* Start *

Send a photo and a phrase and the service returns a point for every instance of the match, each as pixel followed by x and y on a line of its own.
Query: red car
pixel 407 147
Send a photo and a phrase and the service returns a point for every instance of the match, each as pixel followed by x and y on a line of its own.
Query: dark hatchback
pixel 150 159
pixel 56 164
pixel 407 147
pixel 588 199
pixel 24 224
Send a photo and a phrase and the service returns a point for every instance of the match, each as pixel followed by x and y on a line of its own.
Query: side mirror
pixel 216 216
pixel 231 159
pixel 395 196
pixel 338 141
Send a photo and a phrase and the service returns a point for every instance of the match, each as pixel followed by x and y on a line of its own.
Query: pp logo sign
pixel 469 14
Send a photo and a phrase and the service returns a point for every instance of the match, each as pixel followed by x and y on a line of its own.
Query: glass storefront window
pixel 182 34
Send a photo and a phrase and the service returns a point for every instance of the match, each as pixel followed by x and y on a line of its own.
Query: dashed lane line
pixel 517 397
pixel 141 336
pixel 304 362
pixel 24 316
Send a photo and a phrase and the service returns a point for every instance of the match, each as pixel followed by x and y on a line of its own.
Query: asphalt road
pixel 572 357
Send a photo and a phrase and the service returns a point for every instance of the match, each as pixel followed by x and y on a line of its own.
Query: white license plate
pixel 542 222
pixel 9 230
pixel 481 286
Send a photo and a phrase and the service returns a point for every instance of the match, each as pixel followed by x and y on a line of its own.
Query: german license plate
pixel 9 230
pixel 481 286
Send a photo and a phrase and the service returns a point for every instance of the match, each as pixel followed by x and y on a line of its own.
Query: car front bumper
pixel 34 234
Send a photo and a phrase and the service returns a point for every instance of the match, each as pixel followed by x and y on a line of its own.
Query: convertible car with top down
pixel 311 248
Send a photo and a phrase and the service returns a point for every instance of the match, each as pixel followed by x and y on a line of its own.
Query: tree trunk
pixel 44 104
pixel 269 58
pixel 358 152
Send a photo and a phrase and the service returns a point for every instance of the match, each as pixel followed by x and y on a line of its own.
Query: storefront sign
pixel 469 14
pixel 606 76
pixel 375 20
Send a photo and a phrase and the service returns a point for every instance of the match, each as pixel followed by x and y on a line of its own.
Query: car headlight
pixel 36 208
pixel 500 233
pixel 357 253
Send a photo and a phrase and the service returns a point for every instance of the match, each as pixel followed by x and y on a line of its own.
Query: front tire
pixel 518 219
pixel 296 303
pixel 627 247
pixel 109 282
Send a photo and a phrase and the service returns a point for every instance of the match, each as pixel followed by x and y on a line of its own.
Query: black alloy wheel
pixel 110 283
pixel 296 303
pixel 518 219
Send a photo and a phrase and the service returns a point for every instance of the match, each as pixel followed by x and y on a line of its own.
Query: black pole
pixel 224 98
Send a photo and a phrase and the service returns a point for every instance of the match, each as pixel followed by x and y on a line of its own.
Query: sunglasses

* End *

- Task objective -
Restate all of the entries exactly, please.

- Expected answer -
Send a photo and a phrase and the service returns a point for every instance of the match, each as pixel followed by x and y on a line of its own.
Query: red car
pixel 407 147
Send a photo and a phrase and the service returns a point for every instance of the match, each as pixel followed by x and y on a line of its own.
Query: dark hatchback
pixel 150 159
pixel 56 164
pixel 407 147
pixel 588 199
pixel 24 224
Send a photo and a phrase and the service returns a point for every instance of the match, each as pixel followed by x and y on a line of its own.
Query: side mirror
pixel 216 216
pixel 231 159
pixel 395 196
pixel 338 141
Send a photo and a phrase and the service returns a point for every instance of the match, each as pixel followed by x and y on a line of its own.
Query: pp logo sign
pixel 469 14
Send a photo and a phrase and the service returns a point for every instance of the match, each as pixel followed by x and y on a line of its own.
Query: glass storefront window
pixel 182 34
Send a photo and a phrase and the service returns a point for every instance of the match, each as pixel followed by x and y on a line of its own.
Query: dashed lane line
pixel 517 397
pixel 141 336
pixel 304 362
pixel 24 316
Send a photo and a phrase and the service returns a point for every instance of the match, each as pixel followed by x and y on a line of its own.
Query: asphalt road
pixel 572 357
Send a photo and a phrase and the service returns a point for every instance of the match, each as pixel followed by x and y on a line of its own.
Query: white license plate
pixel 542 222
pixel 9 230
pixel 481 286
Send a photo and a phrase and the service returns a point for every instance of the match, each as pixel followed by x and y on a line of its own.
Query: german license plate
pixel 9 230
pixel 481 286
Send a photo and a phrase and the service returns a point for every instance of the match, each as pixel followed by x and y on a line of its own.
Query: car front bumper
pixel 34 234
Send a photo and a phrase and the service returns a point for every instance of the match, each as pixel followed by x and y on a line of its own.
Query: convertible car with top down
pixel 311 248
Send a photo and a phrase and the service returns a point for every instance of the match, each as pixel followed by x and y on a line of its own.
Query: tree trunk
pixel 44 104
pixel 269 58
pixel 358 152
Send a photo and a phrase and the service returns a point for every instance of the match, each as pixel followed by x and y on a line of its own.
Query: storefront sign
pixel 469 14
pixel 606 76
pixel 375 20
Send a photo and a phrase and the service returns a point for every instance of the match, each as pixel followed by x and y on a line of its own.
Query: car headlight
pixel 36 208
pixel 500 233
pixel 357 253
Send a photo and a phrase and the service returns a point for every instance of the match, each as pixel followed by x and y on a line of its own.
Query: front tire
pixel 518 219
pixel 296 303
pixel 627 247
pixel 109 282
Send a photo and a phrase and the service returns a point for every instance of the match, each as pixel followed by x and y on a line of its own.
Query: black alloy wheel
pixel 110 283
pixel 296 303
pixel 518 219
Send a photo and a phrase and the service returns a point for every instance of the match, each as pixel followed by x and y on a line of its own.
Query: black pole
pixel 224 98
Send a photo and a phrase and the service returns a point for every instance of the match, each as pixel followed by x and y on a line of its own.
Query: sunglasses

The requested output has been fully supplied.